[DIRECTIONS FOR THIS TASK]
Search the entries below for the word "detect" and copy each line that has it.

-- TASK DATA follows --

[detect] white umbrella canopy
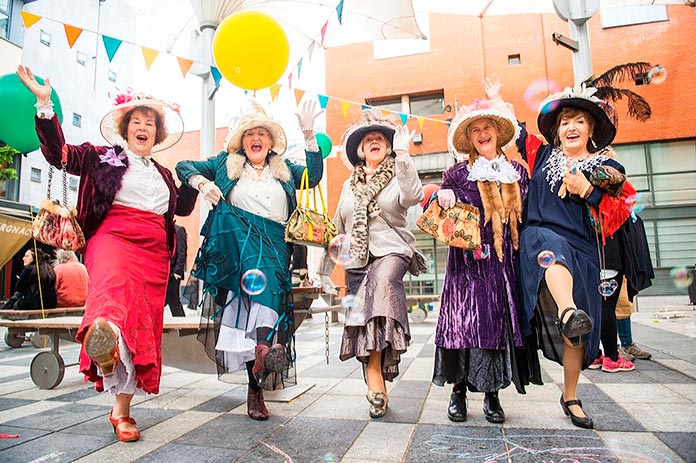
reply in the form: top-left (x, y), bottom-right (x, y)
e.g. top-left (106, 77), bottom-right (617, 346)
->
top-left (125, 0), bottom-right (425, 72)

-- TASK DATA concluded --
-- TASK DATA follows --

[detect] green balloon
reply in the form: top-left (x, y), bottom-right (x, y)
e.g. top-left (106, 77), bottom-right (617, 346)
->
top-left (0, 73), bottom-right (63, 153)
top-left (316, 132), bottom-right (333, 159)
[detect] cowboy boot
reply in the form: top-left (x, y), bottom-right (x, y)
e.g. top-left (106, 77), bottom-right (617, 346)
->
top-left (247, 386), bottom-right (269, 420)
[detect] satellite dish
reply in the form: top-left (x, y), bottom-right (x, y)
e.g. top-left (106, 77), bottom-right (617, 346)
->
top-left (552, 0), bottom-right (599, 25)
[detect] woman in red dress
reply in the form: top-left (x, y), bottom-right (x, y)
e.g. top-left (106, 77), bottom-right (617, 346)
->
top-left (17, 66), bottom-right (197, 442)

-- TASK DATA concluded --
-- TASK DATA follows --

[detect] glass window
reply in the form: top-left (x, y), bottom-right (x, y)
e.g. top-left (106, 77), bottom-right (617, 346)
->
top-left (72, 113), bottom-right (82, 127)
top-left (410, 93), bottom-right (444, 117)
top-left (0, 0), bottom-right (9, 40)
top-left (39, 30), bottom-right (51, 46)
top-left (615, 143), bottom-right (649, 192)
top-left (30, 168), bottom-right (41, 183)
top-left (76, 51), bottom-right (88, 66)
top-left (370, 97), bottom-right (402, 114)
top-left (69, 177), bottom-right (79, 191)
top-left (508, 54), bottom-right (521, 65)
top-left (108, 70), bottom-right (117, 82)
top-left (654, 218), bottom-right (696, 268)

-- TASK DATA concluded --

[REPLY TO THE EXERCISE]
[detect] white umbrella canopy
[detect] green balloon
[detect] cowboy boot
[detect] satellite dish
[detect] woman in red dress
[detect] glass window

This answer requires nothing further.